Job – Give all of the lines again exactly as they read.

-- Begin Data entries --

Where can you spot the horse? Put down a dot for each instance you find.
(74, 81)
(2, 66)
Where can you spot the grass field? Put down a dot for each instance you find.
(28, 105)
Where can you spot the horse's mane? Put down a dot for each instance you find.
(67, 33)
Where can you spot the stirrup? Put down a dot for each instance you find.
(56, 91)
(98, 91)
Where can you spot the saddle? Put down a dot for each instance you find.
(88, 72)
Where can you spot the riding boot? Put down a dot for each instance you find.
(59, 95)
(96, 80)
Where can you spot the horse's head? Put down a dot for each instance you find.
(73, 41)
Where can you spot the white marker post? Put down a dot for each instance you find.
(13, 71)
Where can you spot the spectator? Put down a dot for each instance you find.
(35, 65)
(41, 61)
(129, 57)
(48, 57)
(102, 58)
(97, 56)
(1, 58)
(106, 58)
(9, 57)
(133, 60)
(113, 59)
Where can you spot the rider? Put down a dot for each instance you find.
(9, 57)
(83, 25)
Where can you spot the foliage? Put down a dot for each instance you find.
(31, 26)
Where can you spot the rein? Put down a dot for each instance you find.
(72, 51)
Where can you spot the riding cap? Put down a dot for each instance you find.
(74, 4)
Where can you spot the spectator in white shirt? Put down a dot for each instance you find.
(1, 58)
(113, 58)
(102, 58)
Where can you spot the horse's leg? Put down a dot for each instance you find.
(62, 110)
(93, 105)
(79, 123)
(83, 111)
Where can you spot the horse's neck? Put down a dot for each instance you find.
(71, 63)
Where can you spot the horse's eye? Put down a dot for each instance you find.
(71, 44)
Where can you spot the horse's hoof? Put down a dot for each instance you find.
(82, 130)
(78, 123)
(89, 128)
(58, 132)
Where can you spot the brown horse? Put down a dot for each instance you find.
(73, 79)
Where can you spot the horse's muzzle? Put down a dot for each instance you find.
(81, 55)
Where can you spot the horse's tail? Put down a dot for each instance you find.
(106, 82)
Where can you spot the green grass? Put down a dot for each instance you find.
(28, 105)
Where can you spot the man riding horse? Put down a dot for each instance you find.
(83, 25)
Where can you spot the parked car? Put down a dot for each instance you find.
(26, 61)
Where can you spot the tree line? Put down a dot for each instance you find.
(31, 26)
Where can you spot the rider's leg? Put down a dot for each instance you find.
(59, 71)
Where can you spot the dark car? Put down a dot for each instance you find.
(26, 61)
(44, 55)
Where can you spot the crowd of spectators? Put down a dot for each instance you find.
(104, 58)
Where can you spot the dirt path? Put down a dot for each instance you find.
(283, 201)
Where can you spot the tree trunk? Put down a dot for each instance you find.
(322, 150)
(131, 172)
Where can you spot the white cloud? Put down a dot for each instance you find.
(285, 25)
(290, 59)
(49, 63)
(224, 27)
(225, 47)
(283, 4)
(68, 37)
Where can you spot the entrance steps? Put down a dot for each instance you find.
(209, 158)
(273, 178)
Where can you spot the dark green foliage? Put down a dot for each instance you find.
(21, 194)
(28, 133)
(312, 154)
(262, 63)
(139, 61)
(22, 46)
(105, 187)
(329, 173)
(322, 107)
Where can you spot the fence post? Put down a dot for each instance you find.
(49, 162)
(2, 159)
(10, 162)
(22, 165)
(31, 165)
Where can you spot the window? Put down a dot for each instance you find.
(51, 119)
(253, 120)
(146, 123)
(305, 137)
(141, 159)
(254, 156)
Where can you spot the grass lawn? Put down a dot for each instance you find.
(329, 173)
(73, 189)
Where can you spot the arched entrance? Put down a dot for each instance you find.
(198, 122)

-- End Data entries --

Expected answer –
Where can you spot the horse? Put down a dot for each instance you find.
(74, 81)
(2, 66)
Where can you spot the grass field? Put down a dot for each instance you find.
(28, 105)
Where can you spot the horse's mane? Put down a dot for each instance you find.
(67, 33)
Where can you spot the stirrup? Put down a dot for each instance you find.
(56, 91)
(98, 91)
Where can you spot the saddle? Put down a dot for each instance you find.
(88, 72)
Where can you spot the riding boot? Put down a dot for each instance you find.
(59, 95)
(96, 80)
Where can you spot the horse's head? Put down a dot for each instance you find.
(73, 41)
Where can you spot the white marker post? Put down a dot for each instance you find.
(13, 71)
Where can you spot the spectator? Put down a dot for each instance you find.
(35, 65)
(41, 61)
(129, 57)
(48, 57)
(102, 58)
(97, 56)
(1, 58)
(106, 58)
(9, 57)
(133, 60)
(113, 59)
Where can you spot the rider? Put down a dot for each instance you find.
(9, 57)
(83, 25)
Where can you spot the foliage? Put down a dot for each instance you find.
(31, 26)
Where can you spot the rein? Put down a dot for each instance you find.
(72, 51)
Where can you spot the riding cap? Put down a dot for each instance you find.
(74, 4)
Where can you spot the spectator in white shirt? Put down a dot for each instance you find.
(1, 58)
(113, 58)
(102, 58)
Where can you spot the horse's leg? Put down a dot for each instance you find.
(62, 110)
(93, 105)
(79, 123)
(83, 111)
Where can you spot the horse's neck? Put down a dot for each instance you find.
(71, 63)
Where can you spot the horse's eye? Put down a dot for each instance you find.
(71, 44)
Where can you spot the horse's hoof? Put down a dot for each instance you find.
(82, 130)
(78, 123)
(89, 128)
(58, 132)
Where can you spot the brown horse? Put down a dot for each instance you find.
(73, 79)
Where can you spot the horse's muzzle? Put down a dot for each instance you find.
(81, 55)
Where can you spot the horse's tail? Put down a dot for each instance you find.
(106, 82)
Where can you spot the green grass? Put down a dot for each instance you find.
(28, 105)
Where can you spot the man riding horse? Put down a dot for each instance you find.
(83, 25)
Where can you spot the parked car? Put down a dot for each instance you find.
(26, 61)
Where can you spot the tree line? Put down a dot for each instance you find.
(31, 26)
Where can you spot the rider's leg? Put down a dot for each instance you find.
(59, 71)
Where can you spot the dark car? Put down a dot for each instance you find.
(26, 61)
(44, 55)
Where can you spot the crowd of spectators? Put down a dot for each instance you find.
(104, 58)
Where can you spot the dirt path? Put down a dot for each instance you find.
(283, 201)
Where can you spot the tree trunk? Put down a dot for each instance you find.
(322, 150)
(131, 172)
Where can you spot the white cloud? Put down a dot for each instance you find.
(285, 25)
(290, 59)
(49, 63)
(224, 27)
(225, 47)
(283, 4)
(68, 37)
Where can you spot the entrance steps? Put down a dot for each instance you find.
(209, 158)
(273, 178)
Where can you spot the dark green foliage? Put down a dot for each instance you find.
(21, 194)
(28, 133)
(312, 154)
(262, 63)
(139, 61)
(22, 46)
(105, 187)
(329, 173)
(322, 107)
Where can you spot the fence post? Put down a dot for each instance you find.
(49, 162)
(2, 159)
(10, 162)
(22, 165)
(31, 165)
Where can you spot the window? Put down a dot for each instance you find.
(51, 119)
(253, 120)
(146, 123)
(305, 137)
(141, 159)
(254, 156)
Where can you spot the grass lawn? Put down a dot for each instance you find.
(329, 173)
(73, 189)
Where can you spot the arched entrance? Put down a dot for each instance you find.
(198, 122)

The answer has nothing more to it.